Liste des tâches.
[1] Dans l'extrait du texte, recopiez le passage qui va de « Faut-il réformer le » jusqu'à « la retraite (mamabdousow@yahoo.fr) » inclus, en substituant « Budget » à « Trésor ».
[2] D'après l'extrait du texte, dans quelle Constitution du Sénégal l'institution nommée « Conseil supérieur de la magistrature » a-t-elle été introduite ?

Extrait du texte.
Faut-il réformer le Conseil supérieur de la magistrature ? Par Mamadou Abdoulaye Sow Inspecteur principal du Trésor à la retraite (mamabdousow@yahoo.fr)



 
 
              « Les constituants des États francophones d’Afrique ont fait du
                                                        Président de la République un « homme fort » caractérisé
                                                       d’une part par son omniprésence institutionnelle marquée par
                                                       une concentration des pouvoirs entre ses mains et, d’autre
                                                       part, par une prédation des contre-pouvoirs »
                                           
                                                                    Enagnon Gildas Nonnou [[1]]url:#_edn1
 
                                               
Introduite dans la Constitution du Sénégal de 1960, l’institution dénommée « Conseil supérieur de la magistrature » est censée être la « clé de voûte de l’indépendance (du Pouvoir) judiciaire » [[2]]url:#_edn2 . Mais depuis quelques années, elle fait l’objet de critiques sur sa composition et son fonctionnement de la part de certains membres de l’Union des Magistrats du Sénégal [[3]]url:#_edn3 et également d’une partie de l’opinion publique.

Informations enregistrées.

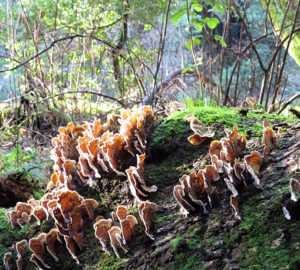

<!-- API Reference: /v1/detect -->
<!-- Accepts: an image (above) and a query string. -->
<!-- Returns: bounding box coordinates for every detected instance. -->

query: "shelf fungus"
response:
[108,226,128,258]
[173,124,263,219]
[116,205,128,222]
[244,151,263,189]
[120,215,138,245]
[29,233,50,269]
[165,101,186,116]
[184,114,215,145]
[64,235,80,265]
[94,218,112,254]
[126,154,157,202]
[16,239,27,270]
[45,229,62,262]
[138,201,157,240]
[4,106,157,269]
[48,106,154,189]
[262,119,277,156]
[3,252,12,270]
[290,178,300,202]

Réponses attendues.
[1]
Faut-il réformer le Conseil supérieur de la magistrature ? Par Mamadou Abdoulaye Sow Inspecteur principal du Budget à la retraite (mamabdousow@yahoo.fr)

[2] Dans la Constitution du Sénégal de 1960.